**What to produce**. These entries are to be retyped in full, word for word.

**Extracted data**.
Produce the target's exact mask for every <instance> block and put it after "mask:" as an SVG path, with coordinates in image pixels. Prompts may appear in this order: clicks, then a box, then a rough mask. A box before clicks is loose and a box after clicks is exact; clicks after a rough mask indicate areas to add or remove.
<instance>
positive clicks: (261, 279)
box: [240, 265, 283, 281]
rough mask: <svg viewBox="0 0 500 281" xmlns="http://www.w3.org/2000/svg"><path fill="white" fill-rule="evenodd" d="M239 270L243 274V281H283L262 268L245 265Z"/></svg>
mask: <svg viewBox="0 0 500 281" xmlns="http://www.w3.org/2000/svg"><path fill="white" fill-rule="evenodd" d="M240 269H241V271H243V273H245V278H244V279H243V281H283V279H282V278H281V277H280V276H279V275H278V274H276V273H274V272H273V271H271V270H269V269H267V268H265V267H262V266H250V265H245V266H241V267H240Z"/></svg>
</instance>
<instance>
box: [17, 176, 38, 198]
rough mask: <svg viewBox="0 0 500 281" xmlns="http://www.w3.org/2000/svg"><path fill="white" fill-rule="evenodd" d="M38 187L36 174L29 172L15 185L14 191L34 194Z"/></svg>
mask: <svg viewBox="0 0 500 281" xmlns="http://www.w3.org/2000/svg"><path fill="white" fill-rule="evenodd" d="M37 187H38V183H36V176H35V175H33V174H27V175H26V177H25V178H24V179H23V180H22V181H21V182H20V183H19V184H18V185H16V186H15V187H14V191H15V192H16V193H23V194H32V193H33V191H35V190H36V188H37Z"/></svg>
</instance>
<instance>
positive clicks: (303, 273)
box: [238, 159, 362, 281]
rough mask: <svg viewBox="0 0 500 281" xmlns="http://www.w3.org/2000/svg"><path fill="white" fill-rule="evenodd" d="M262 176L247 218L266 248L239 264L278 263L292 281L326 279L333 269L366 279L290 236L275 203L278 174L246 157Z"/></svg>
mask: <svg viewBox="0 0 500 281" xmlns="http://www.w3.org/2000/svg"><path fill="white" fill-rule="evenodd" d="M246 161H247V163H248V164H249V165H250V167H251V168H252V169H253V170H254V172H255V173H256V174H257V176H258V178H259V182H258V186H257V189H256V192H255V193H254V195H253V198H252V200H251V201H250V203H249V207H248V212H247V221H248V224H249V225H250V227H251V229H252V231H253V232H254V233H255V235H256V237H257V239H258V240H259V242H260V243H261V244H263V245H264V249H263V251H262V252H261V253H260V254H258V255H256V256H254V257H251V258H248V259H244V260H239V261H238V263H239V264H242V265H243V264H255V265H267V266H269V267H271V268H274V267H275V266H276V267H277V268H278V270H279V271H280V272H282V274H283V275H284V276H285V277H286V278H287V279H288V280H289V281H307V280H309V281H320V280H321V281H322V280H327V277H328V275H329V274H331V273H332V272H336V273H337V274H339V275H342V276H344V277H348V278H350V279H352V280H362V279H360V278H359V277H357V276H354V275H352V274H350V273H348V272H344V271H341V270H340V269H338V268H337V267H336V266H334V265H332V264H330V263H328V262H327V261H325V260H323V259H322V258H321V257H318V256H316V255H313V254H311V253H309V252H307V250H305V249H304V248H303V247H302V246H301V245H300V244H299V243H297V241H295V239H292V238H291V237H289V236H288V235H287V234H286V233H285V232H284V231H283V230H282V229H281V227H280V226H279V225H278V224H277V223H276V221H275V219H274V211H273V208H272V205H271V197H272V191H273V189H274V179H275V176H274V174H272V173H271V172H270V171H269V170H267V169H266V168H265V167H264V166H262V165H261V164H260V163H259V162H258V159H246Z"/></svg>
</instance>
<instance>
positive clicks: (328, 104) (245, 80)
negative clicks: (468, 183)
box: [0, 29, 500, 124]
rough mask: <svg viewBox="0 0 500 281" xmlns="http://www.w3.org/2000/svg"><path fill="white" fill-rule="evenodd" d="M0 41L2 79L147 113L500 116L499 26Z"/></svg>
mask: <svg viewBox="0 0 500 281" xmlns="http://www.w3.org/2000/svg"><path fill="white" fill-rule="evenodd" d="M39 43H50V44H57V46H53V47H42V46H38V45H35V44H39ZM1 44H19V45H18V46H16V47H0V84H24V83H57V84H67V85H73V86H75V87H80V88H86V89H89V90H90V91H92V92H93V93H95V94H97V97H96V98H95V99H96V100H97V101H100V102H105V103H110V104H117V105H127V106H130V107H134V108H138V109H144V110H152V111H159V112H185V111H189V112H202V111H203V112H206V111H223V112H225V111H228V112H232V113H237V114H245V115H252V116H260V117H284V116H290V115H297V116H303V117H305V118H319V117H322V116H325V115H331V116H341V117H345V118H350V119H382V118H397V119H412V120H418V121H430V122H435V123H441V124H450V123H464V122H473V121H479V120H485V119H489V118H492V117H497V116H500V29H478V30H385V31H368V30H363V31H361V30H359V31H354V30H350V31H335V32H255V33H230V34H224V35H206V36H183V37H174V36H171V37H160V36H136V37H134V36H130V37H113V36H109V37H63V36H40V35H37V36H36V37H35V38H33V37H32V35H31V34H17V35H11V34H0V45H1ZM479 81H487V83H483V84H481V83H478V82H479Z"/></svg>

**Result for this task**.
Produce the target's exact mask for every <instance> block and put it after "mask:" as an SVG path, with coordinates in image pixels. Prompts may appear in this order: clicks, then a box, then a rough mask. A box before clicks is loose and a box after clicks is exact; clicks after a rough mask indicate areas to add or remove.
<instance>
positive clicks: (261, 279)
box: [240, 265, 283, 281]
rough mask: <svg viewBox="0 0 500 281" xmlns="http://www.w3.org/2000/svg"><path fill="white" fill-rule="evenodd" d="M239 270L243 274V281H283L262 268L245 265Z"/></svg>
mask: <svg viewBox="0 0 500 281" xmlns="http://www.w3.org/2000/svg"><path fill="white" fill-rule="evenodd" d="M240 269H241V271H243V273H245V278H244V279H243V281H283V279H282V278H281V277H280V276H279V275H278V274H276V273H274V272H273V271H271V270H269V269H267V268H265V267H262V266H250V265H245V266H241V267H240Z"/></svg>
</instance>
<instance>
box: [17, 176, 38, 198]
rough mask: <svg viewBox="0 0 500 281" xmlns="http://www.w3.org/2000/svg"><path fill="white" fill-rule="evenodd" d="M38 187L36 174L29 172L15 185L14 191L34 194Z"/></svg>
mask: <svg viewBox="0 0 500 281" xmlns="http://www.w3.org/2000/svg"><path fill="white" fill-rule="evenodd" d="M37 187H38V183H36V176H35V175H33V174H27V175H26V177H25V178H24V179H23V180H22V181H21V182H20V183H19V184H18V185H16V186H15V187H14V191H15V192H16V193H23V194H32V193H33V191H35V190H36V188H37Z"/></svg>
</instance>
<instance>
positive clicks: (303, 273)
box: [238, 159, 362, 281]
rough mask: <svg viewBox="0 0 500 281" xmlns="http://www.w3.org/2000/svg"><path fill="white" fill-rule="evenodd" d="M262 176L247 218L266 248L239 264L278 263L292 281L326 279L333 269L366 279L290 236L275 203L278 174L246 157Z"/></svg>
mask: <svg viewBox="0 0 500 281" xmlns="http://www.w3.org/2000/svg"><path fill="white" fill-rule="evenodd" d="M246 161H247V163H248V164H249V165H250V167H251V168H252V169H253V170H254V172H255V173H256V174H257V176H258V178H259V182H258V186H257V189H256V192H255V193H254V195H253V198H252V200H251V201H250V203H249V207H248V212H247V221H248V224H249V225H250V227H251V229H252V231H253V232H254V233H255V235H256V237H257V239H258V240H259V242H260V243H261V244H263V245H264V249H263V251H262V252H261V253H260V254H258V255H256V256H254V257H251V258H248V259H244V260H239V261H238V263H239V264H242V265H243V264H255V265H267V266H269V267H271V268H274V267H275V266H276V267H277V268H278V270H279V271H280V272H282V274H283V275H284V276H285V277H286V278H287V279H288V280H289V281H307V280H309V281H320V280H321V281H322V280H327V277H328V275H329V274H331V273H332V272H336V273H337V274H339V275H342V276H344V277H348V278H350V279H352V280H362V279H360V278H359V277H357V276H354V275H352V274H350V273H348V272H344V271H341V270H340V269H338V268H337V267H336V266H334V265H332V264H330V263H328V262H327V261H325V260H323V259H322V258H321V257H318V256H316V255H313V254H311V253H309V252H307V250H305V249H304V248H303V247H302V246H301V245H300V244H299V243H297V241H295V239H292V238H291V237H289V236H288V235H287V234H286V233H285V232H284V231H283V230H282V229H281V227H280V226H279V225H278V224H277V223H276V221H275V219H274V211H273V208H272V205H271V197H272V191H273V189H274V179H275V176H274V174H272V173H271V172H270V171H269V170H267V169H266V168H265V167H264V166H262V165H261V164H260V163H259V162H258V159H246Z"/></svg>
</instance>
<instance>
positive clicks: (328, 104) (245, 80)
negative clicks: (468, 183)
box: [0, 29, 500, 124]
rough mask: <svg viewBox="0 0 500 281" xmlns="http://www.w3.org/2000/svg"><path fill="white" fill-rule="evenodd" d="M0 41L2 79L147 113L500 116L499 26Z"/></svg>
mask: <svg viewBox="0 0 500 281" xmlns="http://www.w3.org/2000/svg"><path fill="white" fill-rule="evenodd" d="M39 43H50V44H57V46H53V47H42V46H38V45H35V44H39ZM1 44H19V45H18V46H16V47H0V84H24V83H57V84H67V85H73V86H75V87H80V88H86V89H89V90H90V91H92V92H93V93H95V94H97V97H96V98H95V99H96V100H97V101H100V102H105V103H110V104H117V105H127V106H130V107H134V108H138V109H144V110H152V111H159V112H185V111H189V112H202V111H203V112H206V111H223V112H225V111H228V112H232V113H237V114H245V115H252V116H260V117H284V116H290V115H297V116H303V117H305V118H319V117H322V116H325V115H331V116H341V117H345V118H350V119H382V118H397V119H412V120H418V121H430V122H435V123H441V124H450V123H464V122H473V121H479V120H485V119H489V118H492V117H497V116H500V29H478V30H385V31H368V30H363V31H361V30H359V31H354V30H350V31H335V32H255V33H230V34H224V35H206V36H183V37H174V36H171V37H160V36H136V37H134V36H130V37H113V36H109V37H63V36H40V35H37V36H36V37H35V38H33V37H32V35H31V34H17V35H11V34H0V45H1ZM479 81H487V83H483V84H481V83H478V82H479Z"/></svg>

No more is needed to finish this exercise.